§ Belge bölümü:
Epigenin, quadriceps gibi büyük iskelet kas gruplarının büyümesini sağlar ve onların işlevini artırır. Epigenin maddesi, bu sayede fiziksel gelişim açısından inanılmaz yararlı olmakla beraber kas kaybını önler ve kas işlevlerini de geliştirmektedir.
İşte ünlü uzman diyetisyen Zehra Bora Kara ve alanında isim yapmış uzman diyetisyenlerin olmazsa olmaz, mutlaka tüketilmeli dedikleri besinlerden en değerlileri…
NAR: Diğer bütün kırmızı-mor meyveler gibi antioksidanlar açısından çokça zengindir. İyi huylu olmayan hastalıkları engellemekte ve yaşam kalitesini artırmaktadır. Bazı çalışmalar nar meyvesi, meyve suyu ve yağındaki bileşiklerin vücutta yayılmaya başlamış olan kanser hücrelerini yavaşlatmaya yardımcı olabileceğini göstermiştir. Her türlüsü için anti-tümör etkisi olabileceği belirtilmiştir. Kalp sağlığı için faydalı polifenollerden zengin olan nar, ayrıca faydası olmayan bakteri, mantar ve mayalarla, özellikle ağız kokusuna ve diş çürümesine neden olabilen mikroplarla savaşmaya yardımcı olan bileşikler içermektedir. En önemli özelliklerinden biri de yüksek lif içeriğiyle yararlı bağırsak bakterilerini artırarak bağırsak florasını desteklemesi ve sindirim sağlığını düzenlemesidir.

§ Deneyin:
Lütfen besinlerle ilgili metinden "Epigenin, quadriceps gibi" ile başlayıp "işlevlerini de geliştirmektedir." ile biten kısmı aynen alıntılayın. Ardından gelen veriler, metinden bağımsız ayrı bir malzemedir.

§ Çalışma materyali:
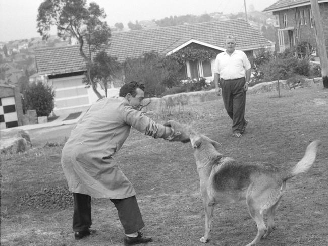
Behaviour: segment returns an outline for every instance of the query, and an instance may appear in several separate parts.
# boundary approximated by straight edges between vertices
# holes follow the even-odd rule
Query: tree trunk
[[[80,54],[81,56],[84,59],[84,60],[85,61],[85,64],[87,66],[87,78],[88,78],[88,80],[89,81],[89,83],[91,85],[91,87],[92,87],[92,90],[93,90],[93,92],[95,93],[98,98],[99,99],[102,98],[103,97],[101,96],[101,94],[100,93],[99,91],[98,91],[98,90],[97,90],[97,83],[95,83],[94,81],[92,81],[92,80],[90,78],[90,68],[91,67],[90,64],[91,64],[91,60],[90,59],[89,59],[87,56],[85,55],[84,52],[83,52],[83,43],[84,43],[84,41],[83,37],[81,36],[80,38],[79,39],[79,43],[80,43]]]
[[[328,88],[328,57],[327,57],[327,51],[323,35],[323,27],[320,14],[318,0],[311,0],[311,8],[314,20],[315,39],[321,63],[323,87]]]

§ Görev çıktısı:
Epigenin, quadriceps gibi büyük iskelet kas gruplarının büyümesini sağlar ve onların işlevini artırır. Epigenin maddesi, bu sayede fiziksel gelişim açısından inanılmaz yararlı olmakla beraber kas kaybını önler ve kas işlevlerini de geliştirmektedir.